START Records shown
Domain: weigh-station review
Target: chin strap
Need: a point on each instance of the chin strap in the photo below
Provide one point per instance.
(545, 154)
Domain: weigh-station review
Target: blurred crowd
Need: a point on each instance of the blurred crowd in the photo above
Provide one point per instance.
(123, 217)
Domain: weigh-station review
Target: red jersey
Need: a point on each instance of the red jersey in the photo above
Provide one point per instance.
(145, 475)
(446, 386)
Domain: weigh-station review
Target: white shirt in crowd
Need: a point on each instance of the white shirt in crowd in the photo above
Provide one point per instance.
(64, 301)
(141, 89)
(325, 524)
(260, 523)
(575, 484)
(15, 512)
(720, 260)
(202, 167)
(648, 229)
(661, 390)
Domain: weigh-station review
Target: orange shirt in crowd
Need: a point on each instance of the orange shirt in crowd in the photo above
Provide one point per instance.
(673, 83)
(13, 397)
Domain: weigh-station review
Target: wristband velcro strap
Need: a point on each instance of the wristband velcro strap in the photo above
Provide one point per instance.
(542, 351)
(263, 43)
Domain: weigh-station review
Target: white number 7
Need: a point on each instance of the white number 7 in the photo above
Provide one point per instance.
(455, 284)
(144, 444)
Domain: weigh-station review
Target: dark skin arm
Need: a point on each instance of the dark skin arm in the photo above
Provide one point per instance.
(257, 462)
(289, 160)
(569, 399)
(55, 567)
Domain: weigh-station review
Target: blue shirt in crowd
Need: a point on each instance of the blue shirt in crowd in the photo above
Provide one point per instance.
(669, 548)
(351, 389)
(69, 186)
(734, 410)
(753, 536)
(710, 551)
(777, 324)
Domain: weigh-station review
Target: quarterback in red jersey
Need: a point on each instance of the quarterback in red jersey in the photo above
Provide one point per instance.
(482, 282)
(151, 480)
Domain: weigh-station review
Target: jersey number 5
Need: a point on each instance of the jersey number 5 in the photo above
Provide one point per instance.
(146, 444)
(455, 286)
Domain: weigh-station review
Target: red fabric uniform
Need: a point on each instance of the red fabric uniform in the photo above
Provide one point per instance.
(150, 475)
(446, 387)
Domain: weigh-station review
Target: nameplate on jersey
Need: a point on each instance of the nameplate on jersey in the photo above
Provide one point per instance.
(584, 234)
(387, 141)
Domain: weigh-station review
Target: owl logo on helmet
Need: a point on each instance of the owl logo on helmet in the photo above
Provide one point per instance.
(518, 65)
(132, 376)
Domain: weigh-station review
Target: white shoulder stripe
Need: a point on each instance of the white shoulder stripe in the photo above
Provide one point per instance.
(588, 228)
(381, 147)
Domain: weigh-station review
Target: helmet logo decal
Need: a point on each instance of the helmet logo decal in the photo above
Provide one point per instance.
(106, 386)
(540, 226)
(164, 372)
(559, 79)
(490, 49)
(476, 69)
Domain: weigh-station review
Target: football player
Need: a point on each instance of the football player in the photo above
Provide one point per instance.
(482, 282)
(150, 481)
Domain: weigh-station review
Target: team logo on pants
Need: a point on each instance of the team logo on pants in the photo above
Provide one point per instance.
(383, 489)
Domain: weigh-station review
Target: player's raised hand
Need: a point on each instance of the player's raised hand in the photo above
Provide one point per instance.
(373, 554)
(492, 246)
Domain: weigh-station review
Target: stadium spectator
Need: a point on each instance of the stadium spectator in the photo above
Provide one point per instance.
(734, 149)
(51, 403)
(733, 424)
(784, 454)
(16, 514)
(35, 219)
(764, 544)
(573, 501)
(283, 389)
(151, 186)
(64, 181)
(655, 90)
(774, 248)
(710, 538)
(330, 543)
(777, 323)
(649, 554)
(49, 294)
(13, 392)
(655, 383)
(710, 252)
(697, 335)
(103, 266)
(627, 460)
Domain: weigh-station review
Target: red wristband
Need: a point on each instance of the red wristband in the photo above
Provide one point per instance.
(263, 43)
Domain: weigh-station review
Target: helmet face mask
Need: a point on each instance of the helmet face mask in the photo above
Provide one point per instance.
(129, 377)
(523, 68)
END Records shown
#### [Description of the task]
Would you write out the data exactly as it reads?

#### [Solution to this problem]
Domain: weigh-station review
Target: chin strap
Need: a point on each instance of the chin strap in the photo below
Provide one point per instance.
(545, 154)
Domain: weigh-station review
Target: blurred crowd
Need: a point on each instance of the blurred crowd in the photo above
Provide one point per instance.
(123, 217)
Domain: weigh-station review
Target: red jersey
Need: a point on each instance of the red jersey in the photo above
Provide one point per instance.
(145, 475)
(446, 386)
Domain: weigh-station review
Target: white shirt in crowd
Need: a point on each instance of the white shirt in crowd in the photo above
Provide one point per instance.
(64, 301)
(141, 89)
(325, 524)
(260, 523)
(575, 484)
(15, 512)
(720, 260)
(202, 167)
(648, 229)
(661, 390)
Domain: weigh-station review
Target: orange shirt in crowd
Need: a point on each instance of the orange shirt in crowd in the photo above
Provide one point per instance.
(673, 83)
(13, 397)
Domain: weigh-station review
Target: wristband velcro strap
Need: a point on each instance of the wristband velcro strap in the photo above
Provide one point per instance.
(542, 351)
(263, 43)
Domain: weigh-station review
Target: white number 7
Need: a point on each instance of the white number 7 in the photo above
Provide one point per instance.
(455, 284)
(144, 444)
Domain: weigh-station review
Target: dark skin arm
Need: a point on each instance of the dark skin arm in the photo above
Provide one point per instance.
(257, 462)
(289, 160)
(569, 399)
(55, 567)
Domain: weigh-station review
Target: blue shirt in crowd
Need: a point on each instance of the blue shirt in crowd in the photo above
Provide one point per instance.
(669, 548)
(351, 389)
(69, 186)
(734, 410)
(753, 536)
(710, 551)
(777, 324)
Domain: weigh-station review
Target: quarterback in red jersey
Need: a point on each instance of the quarterback in red jersey in the photo above
Provide one point per instance.
(482, 282)
(151, 480)
Domain: weigh-station review
Target: jersey number 5
Need: a point on each instance of the jersey number 5 in the photo above
Provide one point per instance.
(146, 444)
(455, 286)
Domain: weigh-station review
Target: red fabric uniform
Need: a point on each instance of the red fabric uniform in the photo above
Provide one point per instance.
(150, 475)
(446, 387)
Domain: weigh-station review
Target: nameplate on jersey
Need: a point on each instance of the nameplate on jersey in the photo above
Provide one point per instance.
(584, 234)
(387, 141)
Domain: weigh-station review
Target: owl logo on helmet
Need: a point on each instance of the owl logo on helmet in the photo above
Provide one point per instance.
(518, 65)
(132, 376)
Domain: weigh-station review
Target: white shoulder stripe
Need: a point on each instance of the white shoulder stripe in the photo above
Provide one point per instance.
(588, 228)
(381, 147)
Domain: weigh-station review
Target: helmet logo decal
Need: a point on each instance of the helmet logo decal in the photo above
Provide one point per instance.
(106, 386)
(540, 226)
(164, 372)
(559, 79)
(490, 49)
(476, 69)
Domain: weigh-station review
Target: football player
Need: a point on each instance of the football player in the photo above
Provide one point per instance.
(482, 282)
(150, 481)
Domain: weigh-station review
Target: team logo on pants
Need: a point on each instance of the team logo on pants in the photo above
Provide one point per instance.
(383, 489)
Domain: weigh-station review
Target: player's raised hand
Need: a point on each instance of the player's raised hand in the photo above
Provide one point per instance.
(373, 554)
(492, 246)
Domain: weigh-station review
Target: stadium spectator
Need: a point on each instance of the stadium spectator in the photo above
Provide one point per instance.
(734, 149)
(51, 403)
(733, 424)
(784, 454)
(16, 514)
(35, 219)
(764, 544)
(573, 501)
(283, 389)
(151, 186)
(64, 181)
(655, 90)
(774, 248)
(710, 538)
(330, 543)
(777, 323)
(649, 554)
(49, 294)
(13, 392)
(655, 383)
(710, 252)
(697, 335)
(103, 266)
(627, 460)
Domain: weigh-station review
Target: red wristband
Need: a point on each instance of the red wristband in the photo above
Provide one point per instance.
(263, 43)
Domain: weigh-station review
Target: helmet face mask
Need: a point on each instance of the helmet face mask in the photo above
Provide one point per instance.
(129, 377)
(523, 68)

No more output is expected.